--- Records for the task ---

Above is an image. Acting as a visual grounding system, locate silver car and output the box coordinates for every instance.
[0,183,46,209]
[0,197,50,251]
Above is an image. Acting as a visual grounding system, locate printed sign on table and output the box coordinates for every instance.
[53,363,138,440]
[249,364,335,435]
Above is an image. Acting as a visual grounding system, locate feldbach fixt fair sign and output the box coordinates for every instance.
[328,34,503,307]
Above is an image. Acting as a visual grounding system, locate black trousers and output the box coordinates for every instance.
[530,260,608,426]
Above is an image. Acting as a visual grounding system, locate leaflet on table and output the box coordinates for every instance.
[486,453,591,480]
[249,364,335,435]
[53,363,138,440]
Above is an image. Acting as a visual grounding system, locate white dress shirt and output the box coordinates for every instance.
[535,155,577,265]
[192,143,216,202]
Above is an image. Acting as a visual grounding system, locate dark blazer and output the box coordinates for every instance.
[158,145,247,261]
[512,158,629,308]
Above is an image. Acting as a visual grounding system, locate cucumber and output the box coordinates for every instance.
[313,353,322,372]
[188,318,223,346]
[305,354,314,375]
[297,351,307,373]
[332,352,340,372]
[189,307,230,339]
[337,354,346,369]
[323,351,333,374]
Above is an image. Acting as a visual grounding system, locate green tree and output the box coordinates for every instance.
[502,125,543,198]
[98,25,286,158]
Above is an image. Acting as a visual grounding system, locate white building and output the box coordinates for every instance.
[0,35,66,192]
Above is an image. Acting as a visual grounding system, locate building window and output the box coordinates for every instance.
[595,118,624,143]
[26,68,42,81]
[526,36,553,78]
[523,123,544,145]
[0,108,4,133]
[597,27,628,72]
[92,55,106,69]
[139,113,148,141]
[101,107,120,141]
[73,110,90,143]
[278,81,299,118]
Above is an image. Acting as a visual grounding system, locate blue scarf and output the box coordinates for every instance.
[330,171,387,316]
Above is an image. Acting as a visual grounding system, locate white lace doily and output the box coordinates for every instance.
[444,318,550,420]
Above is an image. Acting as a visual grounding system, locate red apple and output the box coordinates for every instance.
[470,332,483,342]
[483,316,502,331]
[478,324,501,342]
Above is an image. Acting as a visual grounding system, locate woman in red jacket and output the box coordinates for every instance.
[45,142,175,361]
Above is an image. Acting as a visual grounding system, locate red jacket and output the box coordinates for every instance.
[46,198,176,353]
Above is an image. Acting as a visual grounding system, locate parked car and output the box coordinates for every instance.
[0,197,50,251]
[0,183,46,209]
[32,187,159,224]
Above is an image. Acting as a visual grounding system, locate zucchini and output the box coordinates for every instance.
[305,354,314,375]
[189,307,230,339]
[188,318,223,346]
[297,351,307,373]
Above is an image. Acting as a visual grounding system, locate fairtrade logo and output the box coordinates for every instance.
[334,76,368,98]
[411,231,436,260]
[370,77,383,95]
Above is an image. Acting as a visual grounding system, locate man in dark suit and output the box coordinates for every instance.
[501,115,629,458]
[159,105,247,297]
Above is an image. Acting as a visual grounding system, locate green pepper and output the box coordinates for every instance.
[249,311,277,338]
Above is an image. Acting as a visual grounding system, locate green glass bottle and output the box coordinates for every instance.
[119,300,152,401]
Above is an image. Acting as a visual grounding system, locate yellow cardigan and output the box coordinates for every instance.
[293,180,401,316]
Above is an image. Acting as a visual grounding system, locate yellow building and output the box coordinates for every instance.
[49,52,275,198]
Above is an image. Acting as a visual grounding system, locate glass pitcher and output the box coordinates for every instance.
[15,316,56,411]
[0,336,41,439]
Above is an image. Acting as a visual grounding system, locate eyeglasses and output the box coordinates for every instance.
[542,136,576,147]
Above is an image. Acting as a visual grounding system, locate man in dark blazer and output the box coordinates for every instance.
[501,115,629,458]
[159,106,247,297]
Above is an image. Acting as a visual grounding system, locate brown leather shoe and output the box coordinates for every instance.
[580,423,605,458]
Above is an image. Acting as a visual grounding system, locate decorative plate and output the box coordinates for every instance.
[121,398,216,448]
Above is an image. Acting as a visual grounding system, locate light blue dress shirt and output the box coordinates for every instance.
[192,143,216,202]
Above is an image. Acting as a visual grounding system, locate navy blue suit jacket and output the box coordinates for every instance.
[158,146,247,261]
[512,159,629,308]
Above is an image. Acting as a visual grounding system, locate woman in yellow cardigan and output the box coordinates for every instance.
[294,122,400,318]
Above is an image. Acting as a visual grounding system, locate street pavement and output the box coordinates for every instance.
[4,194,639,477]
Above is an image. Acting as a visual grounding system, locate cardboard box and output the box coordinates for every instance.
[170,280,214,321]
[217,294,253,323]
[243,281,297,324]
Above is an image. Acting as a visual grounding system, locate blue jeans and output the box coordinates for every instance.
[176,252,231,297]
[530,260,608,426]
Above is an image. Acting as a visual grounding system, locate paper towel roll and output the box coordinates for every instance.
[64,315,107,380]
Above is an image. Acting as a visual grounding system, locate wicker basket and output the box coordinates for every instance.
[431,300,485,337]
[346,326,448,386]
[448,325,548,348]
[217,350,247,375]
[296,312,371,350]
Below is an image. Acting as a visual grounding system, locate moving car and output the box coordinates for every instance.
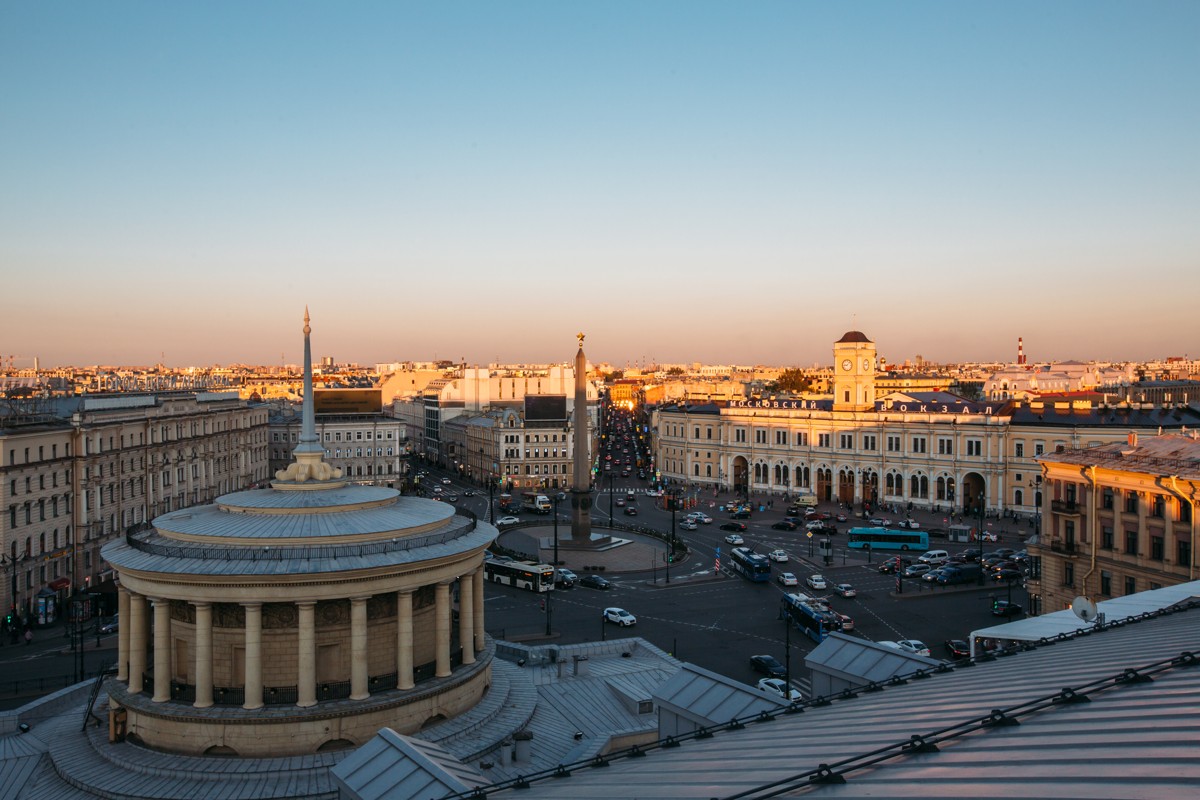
[768,549,788,562]
[806,574,827,590]
[691,512,713,524]
[771,520,798,531]
[724,533,745,545]
[756,678,802,702]
[679,519,698,531]
[903,563,931,578]
[99,615,119,634]
[944,639,970,659]
[730,509,752,519]
[603,607,637,626]
[441,478,452,485]
[836,612,855,631]
[777,572,799,587]
[992,600,1023,617]
[750,654,786,678]
[833,583,856,598]
[579,574,612,590]
[495,516,521,526]
[556,568,577,588]
[623,506,638,516]
[868,517,891,526]
[720,522,747,533]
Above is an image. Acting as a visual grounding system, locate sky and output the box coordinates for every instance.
[2,1,1198,369]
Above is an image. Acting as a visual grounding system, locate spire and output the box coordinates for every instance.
[295,306,321,454]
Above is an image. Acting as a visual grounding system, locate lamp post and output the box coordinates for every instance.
[977,490,986,585]
[1029,475,1042,536]
[552,494,560,567]
[666,491,676,584]
[783,600,792,695]
[608,471,615,521]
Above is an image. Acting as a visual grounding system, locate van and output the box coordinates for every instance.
[937,563,981,585]
[918,549,949,566]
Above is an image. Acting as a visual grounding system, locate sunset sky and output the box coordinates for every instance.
[2,2,1197,368]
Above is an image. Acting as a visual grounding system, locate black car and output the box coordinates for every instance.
[623,506,638,516]
[730,509,752,519]
[720,522,747,533]
[992,600,1023,617]
[956,550,980,562]
[809,523,838,535]
[579,574,612,590]
[750,654,787,678]
[771,520,798,531]
[944,639,970,659]
[877,557,912,574]
[993,569,1024,584]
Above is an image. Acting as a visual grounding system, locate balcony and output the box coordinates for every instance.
[1049,539,1078,556]
[1051,500,1081,516]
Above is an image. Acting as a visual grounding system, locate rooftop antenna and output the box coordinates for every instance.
[1072,595,1102,626]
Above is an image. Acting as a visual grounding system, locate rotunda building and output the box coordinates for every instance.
[100,313,497,757]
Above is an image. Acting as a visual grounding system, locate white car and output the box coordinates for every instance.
[441,478,452,485]
[495,516,520,526]
[692,513,713,524]
[900,519,921,529]
[836,612,855,631]
[868,517,890,526]
[679,519,698,531]
[756,678,802,702]
[724,533,745,545]
[805,520,826,530]
[806,574,827,590]
[777,572,799,587]
[603,607,637,627]
[895,639,931,656]
[768,549,788,563]
[833,583,856,598]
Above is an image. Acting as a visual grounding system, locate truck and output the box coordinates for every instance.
[498,493,518,513]
[521,492,551,514]
[790,490,818,508]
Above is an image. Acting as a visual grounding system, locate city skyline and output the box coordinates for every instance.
[3,2,1198,367]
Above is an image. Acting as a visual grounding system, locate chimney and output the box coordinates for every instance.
[1127,431,1138,447]
[1017,337,1025,366]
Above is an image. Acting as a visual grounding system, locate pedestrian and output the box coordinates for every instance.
[24,628,33,645]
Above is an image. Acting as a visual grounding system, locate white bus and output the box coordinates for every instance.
[483,559,556,592]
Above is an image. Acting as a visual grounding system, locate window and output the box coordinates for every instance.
[1178,539,1192,569]
[1014,442,1024,458]
[863,434,876,451]
[1034,442,1044,456]
[734,429,746,443]
[1124,529,1138,555]
[1064,563,1074,587]
[795,431,808,446]
[1151,535,1164,560]
[839,433,853,449]
[1101,526,1113,550]
[775,430,787,445]
[1124,576,1136,595]
[1151,495,1165,518]
[694,427,700,440]
[1100,570,1111,596]
[754,429,767,444]
[911,437,927,454]
[1124,491,1138,514]
[887,435,901,453]
[1102,488,1114,510]
[818,433,831,448]
[966,439,982,457]
[937,437,953,455]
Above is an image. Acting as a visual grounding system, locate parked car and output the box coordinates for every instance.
[833,583,856,598]
[992,600,1023,617]
[771,520,798,531]
[603,607,637,626]
[756,678,802,702]
[777,572,799,587]
[579,574,612,590]
[750,654,787,678]
[723,533,745,545]
[768,549,789,563]
[806,574,827,590]
[899,519,921,529]
[495,516,521,526]
[944,639,970,659]
[720,522,747,533]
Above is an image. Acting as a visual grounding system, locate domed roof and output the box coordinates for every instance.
[836,330,873,344]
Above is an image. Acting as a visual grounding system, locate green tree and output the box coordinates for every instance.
[773,368,811,394]
[666,366,685,376]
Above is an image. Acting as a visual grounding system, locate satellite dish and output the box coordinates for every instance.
[1072,596,1099,623]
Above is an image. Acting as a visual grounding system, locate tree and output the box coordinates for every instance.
[772,368,811,394]
[666,366,685,376]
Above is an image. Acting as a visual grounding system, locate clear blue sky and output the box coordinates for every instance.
[2,1,1197,368]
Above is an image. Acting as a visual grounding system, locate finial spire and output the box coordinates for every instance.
[577,332,585,349]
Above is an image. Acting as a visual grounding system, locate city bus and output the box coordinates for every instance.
[483,559,556,592]
[782,592,842,643]
[846,527,930,551]
[729,547,772,583]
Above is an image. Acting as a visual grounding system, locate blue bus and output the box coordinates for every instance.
[730,547,772,582]
[782,593,842,643]
[846,527,930,551]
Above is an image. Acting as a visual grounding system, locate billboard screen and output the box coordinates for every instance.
[313,389,382,415]
[525,394,566,421]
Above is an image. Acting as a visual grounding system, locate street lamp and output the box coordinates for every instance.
[1029,475,1043,535]
[552,494,560,567]
[977,490,986,585]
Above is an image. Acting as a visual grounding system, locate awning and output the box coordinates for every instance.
[48,577,71,591]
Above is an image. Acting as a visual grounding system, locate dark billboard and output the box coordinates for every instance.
[525,395,566,421]
[313,389,382,415]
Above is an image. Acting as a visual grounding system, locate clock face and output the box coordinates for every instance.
[841,359,852,371]
[863,359,871,371]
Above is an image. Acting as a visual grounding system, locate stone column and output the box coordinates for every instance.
[473,568,485,652]
[396,590,414,690]
[242,602,263,710]
[193,602,213,709]
[458,574,475,665]
[116,587,131,681]
[152,598,171,702]
[128,592,147,694]
[435,581,452,678]
[297,601,316,708]
[350,596,369,700]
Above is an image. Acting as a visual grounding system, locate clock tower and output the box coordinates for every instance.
[832,331,876,412]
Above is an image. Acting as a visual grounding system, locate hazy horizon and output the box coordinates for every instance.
[3,2,1198,367]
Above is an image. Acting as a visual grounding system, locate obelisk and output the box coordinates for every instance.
[568,333,592,540]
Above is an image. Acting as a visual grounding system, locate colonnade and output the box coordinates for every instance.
[116,567,485,709]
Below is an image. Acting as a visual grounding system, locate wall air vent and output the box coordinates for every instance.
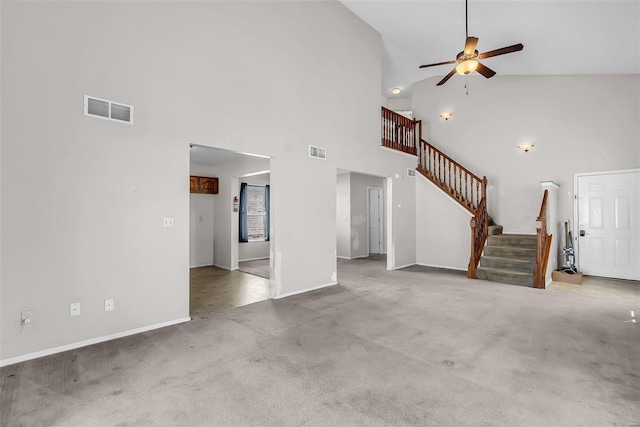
[84,95,133,124]
[309,145,327,160]
[407,168,416,177]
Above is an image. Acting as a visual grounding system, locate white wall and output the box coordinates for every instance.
[336,173,351,258]
[412,75,640,235]
[189,194,214,267]
[387,173,416,269]
[416,176,472,271]
[1,1,417,363]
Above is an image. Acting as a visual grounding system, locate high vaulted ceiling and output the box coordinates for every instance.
[340,0,640,98]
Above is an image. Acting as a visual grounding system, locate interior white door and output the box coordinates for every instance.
[577,170,640,280]
[368,187,383,254]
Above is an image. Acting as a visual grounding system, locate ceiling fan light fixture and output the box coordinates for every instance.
[440,112,453,120]
[456,60,478,75]
[517,142,535,153]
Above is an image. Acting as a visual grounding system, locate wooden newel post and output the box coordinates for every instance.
[468,216,477,278]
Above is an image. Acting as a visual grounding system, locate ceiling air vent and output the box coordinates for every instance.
[309,145,327,160]
[407,168,416,177]
[84,95,133,124]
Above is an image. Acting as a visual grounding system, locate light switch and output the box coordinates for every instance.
[162,217,174,228]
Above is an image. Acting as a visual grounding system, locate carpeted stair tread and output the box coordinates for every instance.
[488,225,503,236]
[480,256,535,273]
[483,245,536,261]
[487,234,537,249]
[477,267,533,287]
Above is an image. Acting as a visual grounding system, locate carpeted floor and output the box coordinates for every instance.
[2,257,639,426]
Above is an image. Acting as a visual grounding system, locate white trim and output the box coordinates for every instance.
[274,281,338,299]
[337,256,351,260]
[416,262,467,272]
[539,181,560,189]
[387,262,415,271]
[190,263,213,268]
[238,256,270,262]
[380,145,417,159]
[212,263,235,271]
[0,317,191,367]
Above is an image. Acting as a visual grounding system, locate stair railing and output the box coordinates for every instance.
[468,196,488,278]
[417,140,486,214]
[416,139,488,278]
[381,107,421,155]
[533,189,552,289]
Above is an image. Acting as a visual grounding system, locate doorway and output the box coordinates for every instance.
[189,145,272,317]
[575,169,640,280]
[368,187,384,254]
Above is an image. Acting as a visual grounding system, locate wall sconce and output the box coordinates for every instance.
[391,88,401,95]
[517,143,535,153]
[440,112,453,120]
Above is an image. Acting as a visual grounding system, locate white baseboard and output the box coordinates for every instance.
[275,281,338,299]
[190,263,213,268]
[387,262,415,271]
[337,256,351,260]
[337,255,375,260]
[416,262,467,272]
[239,257,270,262]
[0,317,191,367]
[212,263,236,271]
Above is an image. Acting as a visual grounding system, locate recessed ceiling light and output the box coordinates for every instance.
[391,88,401,95]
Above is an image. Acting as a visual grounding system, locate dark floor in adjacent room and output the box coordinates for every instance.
[2,257,639,426]
[190,265,270,317]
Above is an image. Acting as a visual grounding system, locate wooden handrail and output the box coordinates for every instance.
[533,189,552,289]
[417,139,486,214]
[381,107,420,155]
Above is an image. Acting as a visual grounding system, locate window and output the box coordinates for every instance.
[239,183,270,242]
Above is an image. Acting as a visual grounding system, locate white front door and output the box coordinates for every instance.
[368,187,383,254]
[576,170,640,280]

---

- Problem
Please write out, exactly as they appear, the lines from the one containing "locate white baseboard" through the last line of the records above, and nothing more.

- Task response
Above is an image. Acting as a visual grounding system, locate white baseboard and output the box coordinates for every instance.
[275,281,338,299]
[190,263,213,268]
[387,262,415,271]
[337,256,351,260]
[337,255,375,260]
[416,262,467,272]
[239,257,270,262]
[0,317,191,367]
[212,263,236,271]
Above is an image. Acting as a visual grounding system, locate recessed ceiling light and output the box coordinates for every instance.
[391,88,401,95]
Above is an image. Acting as a visual grounding system, locate dark floor in adjacent room and output the box coordinates for every instance.
[2,257,639,426]
[190,265,270,317]
Above is an image. Acting as a visual grounding system, locate wooden handrail and output the box coordinates for every instance.
[533,189,552,289]
[417,139,486,214]
[381,107,420,155]
Above is an image. Acting as a visual grounding system, locate window and output the box coordinates for every instance.
[239,183,270,242]
Above is an image. Acting as a visual grounding system, locate white front door and output the box coordinates for every instance.
[368,187,383,254]
[576,170,640,280]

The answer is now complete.